**REQUIREMENTS:** Filter the records below and copy every line that contains the string "pink". Case counts, so match it only with the same capitalization.

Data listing
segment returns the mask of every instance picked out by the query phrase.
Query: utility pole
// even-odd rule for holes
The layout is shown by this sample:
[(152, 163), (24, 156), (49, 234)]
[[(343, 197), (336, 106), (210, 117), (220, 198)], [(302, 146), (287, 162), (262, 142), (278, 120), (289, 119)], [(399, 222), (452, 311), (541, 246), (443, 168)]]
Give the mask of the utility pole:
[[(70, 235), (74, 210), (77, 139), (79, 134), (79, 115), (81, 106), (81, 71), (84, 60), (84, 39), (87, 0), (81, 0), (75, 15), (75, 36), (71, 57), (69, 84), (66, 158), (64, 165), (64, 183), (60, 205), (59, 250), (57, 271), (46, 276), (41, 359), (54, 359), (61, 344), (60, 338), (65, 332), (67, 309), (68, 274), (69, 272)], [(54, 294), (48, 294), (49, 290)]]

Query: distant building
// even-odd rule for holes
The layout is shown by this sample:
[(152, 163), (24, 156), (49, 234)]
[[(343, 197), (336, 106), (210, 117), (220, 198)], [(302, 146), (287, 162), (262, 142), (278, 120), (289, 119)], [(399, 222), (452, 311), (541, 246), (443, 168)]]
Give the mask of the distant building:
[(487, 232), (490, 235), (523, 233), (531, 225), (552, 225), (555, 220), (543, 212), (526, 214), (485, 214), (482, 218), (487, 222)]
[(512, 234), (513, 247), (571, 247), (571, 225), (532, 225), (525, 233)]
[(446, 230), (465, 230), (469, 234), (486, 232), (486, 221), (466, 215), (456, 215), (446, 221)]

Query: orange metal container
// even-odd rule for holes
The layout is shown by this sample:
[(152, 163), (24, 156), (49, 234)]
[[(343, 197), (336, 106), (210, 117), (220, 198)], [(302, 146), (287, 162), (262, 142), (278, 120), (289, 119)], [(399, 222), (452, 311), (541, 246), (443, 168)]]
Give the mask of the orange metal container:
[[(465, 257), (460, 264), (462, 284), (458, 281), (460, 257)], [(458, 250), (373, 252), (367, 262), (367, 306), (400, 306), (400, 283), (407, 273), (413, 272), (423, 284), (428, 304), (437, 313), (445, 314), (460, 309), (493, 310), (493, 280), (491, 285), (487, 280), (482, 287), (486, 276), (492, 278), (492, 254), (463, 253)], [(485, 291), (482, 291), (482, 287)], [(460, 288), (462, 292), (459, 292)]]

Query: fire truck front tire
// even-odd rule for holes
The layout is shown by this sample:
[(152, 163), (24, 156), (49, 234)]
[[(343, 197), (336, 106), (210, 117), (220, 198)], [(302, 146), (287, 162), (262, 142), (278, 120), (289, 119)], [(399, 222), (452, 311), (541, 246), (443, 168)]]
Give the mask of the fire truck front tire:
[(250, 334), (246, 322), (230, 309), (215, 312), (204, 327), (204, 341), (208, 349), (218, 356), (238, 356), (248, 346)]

==

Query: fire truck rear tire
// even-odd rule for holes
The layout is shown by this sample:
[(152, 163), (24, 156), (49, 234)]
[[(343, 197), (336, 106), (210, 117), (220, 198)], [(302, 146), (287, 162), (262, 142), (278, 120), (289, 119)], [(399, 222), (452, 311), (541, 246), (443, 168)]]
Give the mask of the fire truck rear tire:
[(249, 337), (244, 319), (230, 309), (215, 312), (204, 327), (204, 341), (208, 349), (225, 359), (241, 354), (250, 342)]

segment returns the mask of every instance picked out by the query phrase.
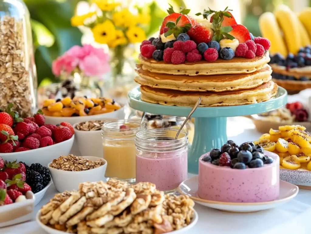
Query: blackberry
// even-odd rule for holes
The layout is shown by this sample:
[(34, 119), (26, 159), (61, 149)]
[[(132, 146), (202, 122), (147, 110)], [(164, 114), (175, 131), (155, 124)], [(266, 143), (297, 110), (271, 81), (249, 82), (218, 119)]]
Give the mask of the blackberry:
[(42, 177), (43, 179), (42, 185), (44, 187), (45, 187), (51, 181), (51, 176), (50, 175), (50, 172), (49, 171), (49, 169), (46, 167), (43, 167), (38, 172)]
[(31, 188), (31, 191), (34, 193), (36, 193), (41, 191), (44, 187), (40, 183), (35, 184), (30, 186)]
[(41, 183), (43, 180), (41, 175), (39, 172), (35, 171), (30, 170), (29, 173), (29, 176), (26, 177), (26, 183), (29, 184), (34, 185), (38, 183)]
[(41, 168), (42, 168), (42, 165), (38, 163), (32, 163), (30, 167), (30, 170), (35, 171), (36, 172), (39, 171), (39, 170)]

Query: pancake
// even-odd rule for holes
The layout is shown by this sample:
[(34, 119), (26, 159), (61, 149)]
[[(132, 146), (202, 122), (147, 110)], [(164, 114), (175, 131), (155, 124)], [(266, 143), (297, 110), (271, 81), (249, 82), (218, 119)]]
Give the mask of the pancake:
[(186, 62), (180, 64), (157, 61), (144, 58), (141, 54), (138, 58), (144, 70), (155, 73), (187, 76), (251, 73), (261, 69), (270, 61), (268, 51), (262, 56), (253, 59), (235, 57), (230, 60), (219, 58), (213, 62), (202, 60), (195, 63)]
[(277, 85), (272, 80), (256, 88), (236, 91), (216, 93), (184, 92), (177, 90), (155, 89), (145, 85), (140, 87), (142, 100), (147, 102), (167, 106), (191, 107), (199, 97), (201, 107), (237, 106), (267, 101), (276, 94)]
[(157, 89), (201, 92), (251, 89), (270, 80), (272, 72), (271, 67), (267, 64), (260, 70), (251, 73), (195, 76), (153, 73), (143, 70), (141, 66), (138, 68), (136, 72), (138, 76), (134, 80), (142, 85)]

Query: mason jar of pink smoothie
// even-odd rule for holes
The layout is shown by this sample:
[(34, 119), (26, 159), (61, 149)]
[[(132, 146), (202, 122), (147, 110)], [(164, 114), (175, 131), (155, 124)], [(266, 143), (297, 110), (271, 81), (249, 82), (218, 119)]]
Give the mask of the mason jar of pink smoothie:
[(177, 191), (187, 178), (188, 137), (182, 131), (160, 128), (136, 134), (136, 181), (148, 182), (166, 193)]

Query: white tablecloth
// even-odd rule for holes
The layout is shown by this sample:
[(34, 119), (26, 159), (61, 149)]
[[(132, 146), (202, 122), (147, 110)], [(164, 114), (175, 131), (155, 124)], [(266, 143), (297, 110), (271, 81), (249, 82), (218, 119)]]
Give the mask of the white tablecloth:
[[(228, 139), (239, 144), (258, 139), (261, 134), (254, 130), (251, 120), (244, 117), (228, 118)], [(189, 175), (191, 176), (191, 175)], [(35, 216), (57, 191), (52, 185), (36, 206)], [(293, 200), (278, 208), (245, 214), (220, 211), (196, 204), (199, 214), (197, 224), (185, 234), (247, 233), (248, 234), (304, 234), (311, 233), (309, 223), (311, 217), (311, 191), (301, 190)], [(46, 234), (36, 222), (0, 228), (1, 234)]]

**RESULT OF THIS TASK:**
Query: mason jar of pink smoothie
Give the mask of the mason jar of pink smoothie:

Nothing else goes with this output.